Passage cité
-- -- --

Pourquoi de nombreux artistes se retrouvent-ils aujourd’hui au côté d’autres penseurs dans le vaste domaine protéiforme de la préhistoire? Pour quelles raisons précises une part importante des pratiques et des discours philosophiques, épistémologiques, politiques et symboliques actuels se réinvente-t-elle à travers l’usage conséquent du paradigme de la longue durée et de ses signes? À peine avons-nous commencé à nous familiariser avec l’idée que nous vivons sur la bande étroite d’un présent qui ne dit pas son nom, coupés du passé et incapables de croire au futur, que nous voilà propulsés sur l’échelle géologique, suspendus au rythme lent et irréversible de l’évolution et de l’extinction des espèces. Lorsque notre imagination cherche à se représenter notre propre extinction, elle trouve, par une sorte d’acrobatie métaphysique, un appui dans les fossiles des trilobites et des dinosaures qu’elle comprend analogiquement. De même érige-t-elle les grottes ornées en prototypes des constructions nucléaires actuelles, nécessairement inintelligibles aux archéologues du futur.

-- -- --

Section des données
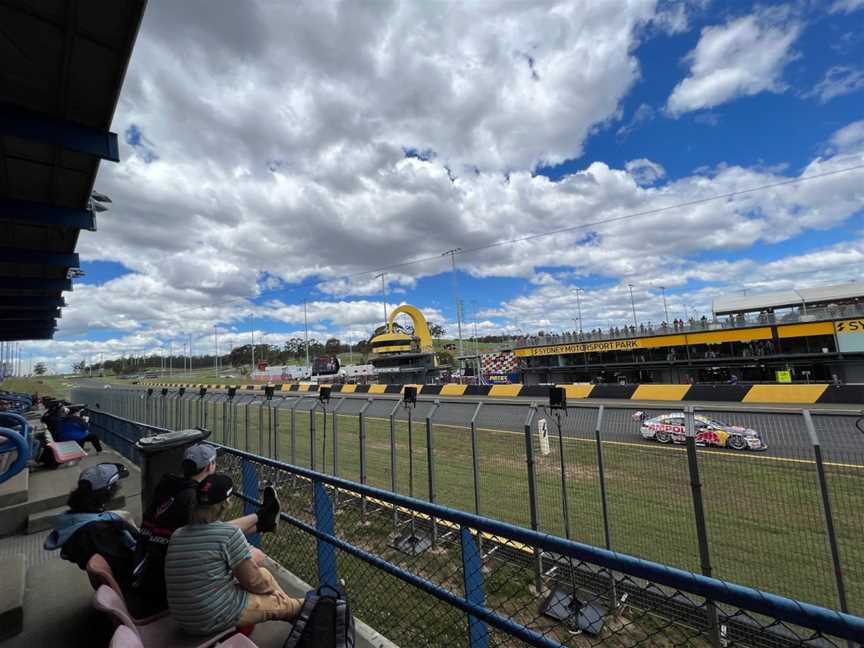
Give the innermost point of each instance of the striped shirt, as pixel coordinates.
(202, 594)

-- -- --

Liste des tâches
1. Selon le passage sur la préhistoire, en quoi l'imagination érige-t-elle les grottes ornées ?
2. Poursuivez le passage sur la préhistoire après sa dernière phrase.

Réponses attendues
1. En prototypes des constructions nucléaires actuelles, nécessairement inintelligibles aux archéologues du futur.

2.
Avec la préhistoire, le « nouveau » –c’est-à-dire la possibilité même de l’histoire– n’appartient pas seulement au futur mais aussi au passé, pour peu que ce dernier ait été oublié, puis retrouvé.
Aussi nos hypothèses et nos arguments sur l’évolution culturelle de nos sociétés, sur leurs usages de la technique et leur organisation économique et politique, proviennent-ils toujours plus d’un passé qui semble gagner en clarté à mesure qu’il s’éloigne de la confusion du présent. Quand le brouhaha des événements et des noms s’estompe, quand le flux de l’éternel présent se fige tant il est observé de haut, nous pensons pouvoir distinguer des structures, des seuils, des tendances générales que nous espérons utiles à notre orientation au sein d’un monde que nous éprouvons plus confus que jamais. C’est la puissance heuristique de la longue durée qu’a mis en valeur Andrea Branzi dans son exposition «Neo-preistoria» (Milan, 2016), résumant la longue histoire de la technique humaine par cent objets et cent verbes, repères de notre marche dans l’espace désordonné et obscur du présent.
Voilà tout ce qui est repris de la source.